Provided data:

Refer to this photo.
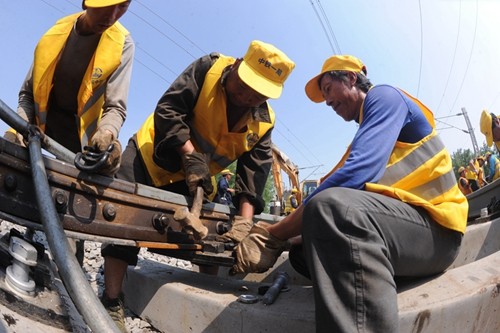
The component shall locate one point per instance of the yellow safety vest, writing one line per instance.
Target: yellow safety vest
(464, 190)
(496, 175)
(209, 130)
(104, 62)
(407, 177)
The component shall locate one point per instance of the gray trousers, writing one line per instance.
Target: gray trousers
(355, 243)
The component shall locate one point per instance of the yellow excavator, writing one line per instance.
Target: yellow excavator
(281, 162)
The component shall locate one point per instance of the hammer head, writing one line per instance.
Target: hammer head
(191, 223)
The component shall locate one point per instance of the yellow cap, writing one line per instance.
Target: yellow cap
(335, 63)
(486, 127)
(226, 172)
(102, 3)
(265, 68)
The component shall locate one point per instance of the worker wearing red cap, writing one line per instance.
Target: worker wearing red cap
(77, 88)
(390, 207)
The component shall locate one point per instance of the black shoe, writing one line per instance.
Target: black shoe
(116, 311)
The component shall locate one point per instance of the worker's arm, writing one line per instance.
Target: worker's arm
(174, 111)
(117, 89)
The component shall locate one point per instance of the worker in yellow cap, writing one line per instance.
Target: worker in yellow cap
(490, 127)
(214, 113)
(390, 207)
(463, 183)
(224, 191)
(77, 87)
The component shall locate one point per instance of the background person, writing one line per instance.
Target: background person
(77, 87)
(391, 207)
(463, 183)
(493, 165)
(224, 191)
(490, 127)
(214, 113)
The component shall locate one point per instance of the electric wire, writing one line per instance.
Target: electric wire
(327, 22)
(454, 56)
(323, 27)
(171, 26)
(470, 58)
(421, 46)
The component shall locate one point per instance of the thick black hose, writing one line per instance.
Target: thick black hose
(12, 119)
(70, 271)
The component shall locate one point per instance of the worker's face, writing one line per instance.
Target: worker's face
(343, 96)
(239, 93)
(97, 20)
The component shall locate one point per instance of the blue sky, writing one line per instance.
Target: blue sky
(445, 52)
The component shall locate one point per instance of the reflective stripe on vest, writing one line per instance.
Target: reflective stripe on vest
(104, 62)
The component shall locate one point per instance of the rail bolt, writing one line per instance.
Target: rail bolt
(109, 212)
(10, 182)
(61, 201)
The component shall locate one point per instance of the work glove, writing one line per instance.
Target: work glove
(14, 137)
(259, 251)
(113, 162)
(239, 230)
(197, 173)
(102, 139)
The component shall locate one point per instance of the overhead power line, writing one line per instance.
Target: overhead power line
(326, 26)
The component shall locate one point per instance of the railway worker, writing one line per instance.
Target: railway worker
(77, 87)
(214, 113)
(224, 191)
(292, 199)
(391, 207)
(463, 183)
(493, 165)
(480, 175)
(472, 174)
(490, 127)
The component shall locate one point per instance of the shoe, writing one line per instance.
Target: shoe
(116, 311)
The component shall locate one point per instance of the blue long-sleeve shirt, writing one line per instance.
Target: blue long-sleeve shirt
(388, 116)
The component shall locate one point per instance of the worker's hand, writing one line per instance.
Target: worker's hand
(239, 230)
(14, 137)
(113, 162)
(197, 173)
(102, 139)
(259, 251)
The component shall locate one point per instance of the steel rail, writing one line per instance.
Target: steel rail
(75, 282)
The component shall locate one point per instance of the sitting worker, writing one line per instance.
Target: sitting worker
(76, 90)
(391, 207)
(472, 174)
(463, 183)
(224, 191)
(214, 113)
(493, 164)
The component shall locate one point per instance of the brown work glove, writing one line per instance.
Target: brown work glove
(258, 251)
(239, 230)
(14, 137)
(197, 173)
(113, 162)
(102, 139)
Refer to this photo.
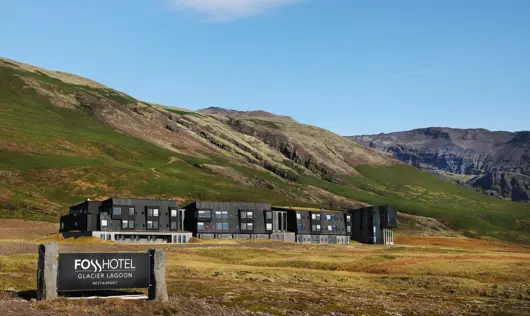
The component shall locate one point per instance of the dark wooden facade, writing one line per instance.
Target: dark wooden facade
(371, 225)
(214, 219)
(368, 223)
(123, 214)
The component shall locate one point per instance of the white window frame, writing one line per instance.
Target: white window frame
(116, 208)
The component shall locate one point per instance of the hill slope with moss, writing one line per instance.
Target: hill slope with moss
(66, 138)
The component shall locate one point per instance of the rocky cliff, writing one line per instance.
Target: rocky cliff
(493, 162)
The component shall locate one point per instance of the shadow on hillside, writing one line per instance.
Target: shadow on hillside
(27, 295)
(32, 294)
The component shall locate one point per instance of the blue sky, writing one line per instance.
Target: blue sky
(351, 66)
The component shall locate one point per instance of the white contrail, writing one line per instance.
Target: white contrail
(424, 71)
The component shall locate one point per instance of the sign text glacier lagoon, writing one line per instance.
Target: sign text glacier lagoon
(103, 271)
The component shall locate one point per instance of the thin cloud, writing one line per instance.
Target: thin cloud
(424, 71)
(228, 10)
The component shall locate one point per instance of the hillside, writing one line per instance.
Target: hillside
(66, 138)
(495, 163)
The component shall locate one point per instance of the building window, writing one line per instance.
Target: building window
(205, 214)
(361, 221)
(222, 226)
(152, 212)
(116, 211)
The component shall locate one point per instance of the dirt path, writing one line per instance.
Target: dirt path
(171, 160)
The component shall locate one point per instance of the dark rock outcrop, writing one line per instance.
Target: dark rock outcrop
(495, 163)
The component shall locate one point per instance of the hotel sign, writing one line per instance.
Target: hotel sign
(102, 271)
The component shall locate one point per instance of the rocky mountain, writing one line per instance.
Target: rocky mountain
(66, 138)
(493, 162)
(235, 113)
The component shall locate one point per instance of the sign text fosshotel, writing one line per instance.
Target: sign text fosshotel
(94, 271)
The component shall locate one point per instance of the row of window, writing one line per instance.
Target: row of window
(224, 214)
(117, 211)
(128, 224)
(224, 226)
(329, 217)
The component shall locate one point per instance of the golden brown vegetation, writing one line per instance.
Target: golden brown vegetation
(420, 276)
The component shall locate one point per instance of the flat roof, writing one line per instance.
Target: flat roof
(311, 209)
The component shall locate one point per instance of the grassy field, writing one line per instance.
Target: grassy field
(56, 151)
(418, 276)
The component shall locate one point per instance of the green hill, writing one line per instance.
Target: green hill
(66, 138)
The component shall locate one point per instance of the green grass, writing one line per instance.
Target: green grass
(57, 151)
(52, 157)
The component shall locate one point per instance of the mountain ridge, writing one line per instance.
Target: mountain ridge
(495, 162)
(64, 141)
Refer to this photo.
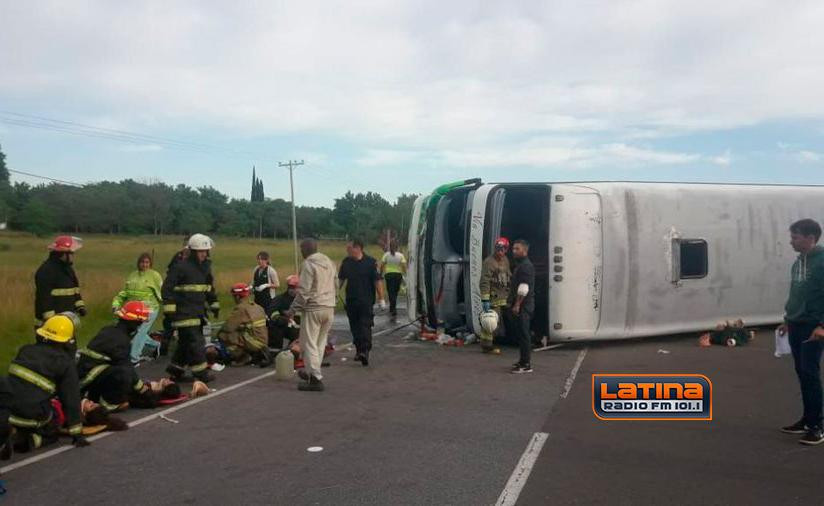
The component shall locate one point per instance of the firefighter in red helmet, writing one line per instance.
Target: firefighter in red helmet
(56, 287)
(105, 368)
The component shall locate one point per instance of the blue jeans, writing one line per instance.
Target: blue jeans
(807, 358)
(141, 338)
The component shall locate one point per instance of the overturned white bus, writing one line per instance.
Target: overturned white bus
(613, 259)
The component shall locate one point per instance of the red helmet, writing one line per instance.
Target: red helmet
(134, 311)
(240, 290)
(66, 243)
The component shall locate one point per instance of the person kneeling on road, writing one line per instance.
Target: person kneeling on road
(39, 373)
(105, 369)
(316, 302)
(283, 330)
(244, 334)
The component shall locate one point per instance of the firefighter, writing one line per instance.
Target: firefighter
(495, 277)
(40, 374)
(280, 325)
(56, 286)
(105, 369)
(244, 334)
(187, 293)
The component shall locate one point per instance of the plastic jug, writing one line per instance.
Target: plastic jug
(284, 365)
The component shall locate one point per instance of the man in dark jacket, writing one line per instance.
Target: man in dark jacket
(522, 304)
(804, 320)
(187, 293)
(38, 374)
(168, 331)
(281, 327)
(360, 273)
(106, 373)
(56, 286)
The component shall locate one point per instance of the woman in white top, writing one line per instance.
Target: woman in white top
(393, 267)
(265, 282)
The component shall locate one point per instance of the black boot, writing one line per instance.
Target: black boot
(313, 385)
(205, 376)
(265, 358)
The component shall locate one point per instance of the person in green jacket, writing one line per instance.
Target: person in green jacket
(143, 285)
(804, 321)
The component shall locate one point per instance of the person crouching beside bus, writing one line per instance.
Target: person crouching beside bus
(38, 374)
(522, 304)
(105, 368)
(804, 320)
(495, 278)
(244, 334)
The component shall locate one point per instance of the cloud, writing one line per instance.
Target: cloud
(140, 148)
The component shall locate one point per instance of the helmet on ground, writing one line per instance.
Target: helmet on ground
(58, 328)
(200, 242)
(134, 311)
(66, 244)
(240, 290)
(489, 321)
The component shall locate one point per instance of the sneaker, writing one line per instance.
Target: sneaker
(175, 372)
(814, 436)
(522, 369)
(313, 385)
(798, 427)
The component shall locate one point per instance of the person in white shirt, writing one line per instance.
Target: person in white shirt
(393, 267)
(264, 281)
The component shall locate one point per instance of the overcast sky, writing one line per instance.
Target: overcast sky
(399, 97)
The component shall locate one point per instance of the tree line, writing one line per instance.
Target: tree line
(132, 207)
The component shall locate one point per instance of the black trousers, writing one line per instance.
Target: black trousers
(190, 349)
(807, 359)
(518, 328)
(114, 385)
(393, 286)
(361, 320)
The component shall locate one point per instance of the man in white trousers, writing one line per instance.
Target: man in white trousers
(315, 301)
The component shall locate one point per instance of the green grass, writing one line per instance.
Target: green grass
(102, 265)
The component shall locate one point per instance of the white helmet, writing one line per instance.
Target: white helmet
(199, 242)
(489, 321)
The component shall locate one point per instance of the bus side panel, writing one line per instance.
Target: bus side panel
(575, 238)
(413, 262)
(476, 246)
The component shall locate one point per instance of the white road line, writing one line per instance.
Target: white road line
(61, 449)
(573, 373)
(516, 482)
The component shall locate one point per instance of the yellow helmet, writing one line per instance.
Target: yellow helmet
(57, 328)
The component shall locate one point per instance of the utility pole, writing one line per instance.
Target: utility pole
(292, 164)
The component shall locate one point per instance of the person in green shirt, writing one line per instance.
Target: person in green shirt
(143, 285)
(804, 321)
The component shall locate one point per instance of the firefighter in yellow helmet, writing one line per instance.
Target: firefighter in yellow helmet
(39, 375)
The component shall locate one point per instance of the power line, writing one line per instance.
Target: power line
(45, 177)
(75, 128)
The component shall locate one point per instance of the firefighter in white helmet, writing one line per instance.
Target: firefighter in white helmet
(187, 293)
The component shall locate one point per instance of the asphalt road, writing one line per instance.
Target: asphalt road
(426, 424)
(423, 424)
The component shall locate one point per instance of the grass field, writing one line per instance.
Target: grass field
(102, 265)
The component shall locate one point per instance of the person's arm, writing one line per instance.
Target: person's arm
(274, 281)
(305, 287)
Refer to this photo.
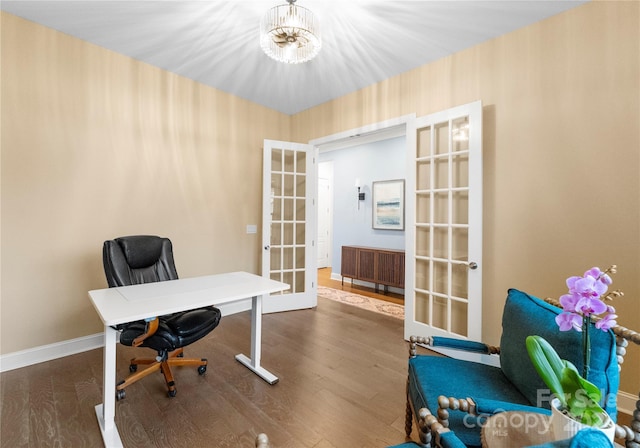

Exercise brief: Repeat exactly and only the lines from the start of the data above through the line that holds "worker's arm, writing one line per instance.", inclusive. Pictures do not belong in the copy.

Answer to the problem:
Refer to this photo.
The component shall locate one point per instance of the yellow safety vest, writing one line per instance.
Target: yellow safety vest
(464, 190)
(496, 175)
(209, 130)
(104, 62)
(407, 177)
The component shall locate one point per instance of the gray trousers, writing one line per instance.
Target: gray trousers
(355, 243)
The component shall locate one point per instance of the yellow excavator, writing one line per instance.
Target: yellow excavator
(281, 162)
The component shall locate one point per instance of the hammer head, writing one line per instance.
Target: hammer head
(191, 223)
The component shall locate one point per instance of the yellow cap, writing one line per instance.
Target: yellow cap
(335, 63)
(486, 127)
(226, 172)
(102, 3)
(265, 68)
The component shall locate one point per instance of the worker wearing red cap, writing one line per instance.
Target: worker wearing red cap
(77, 88)
(390, 207)
The component shall locate one point per instance of the black shoe, writing one line per instance.
Target: black shoe
(116, 311)
The component shall locate one point per instance of the worker's arm, writing one line per instance.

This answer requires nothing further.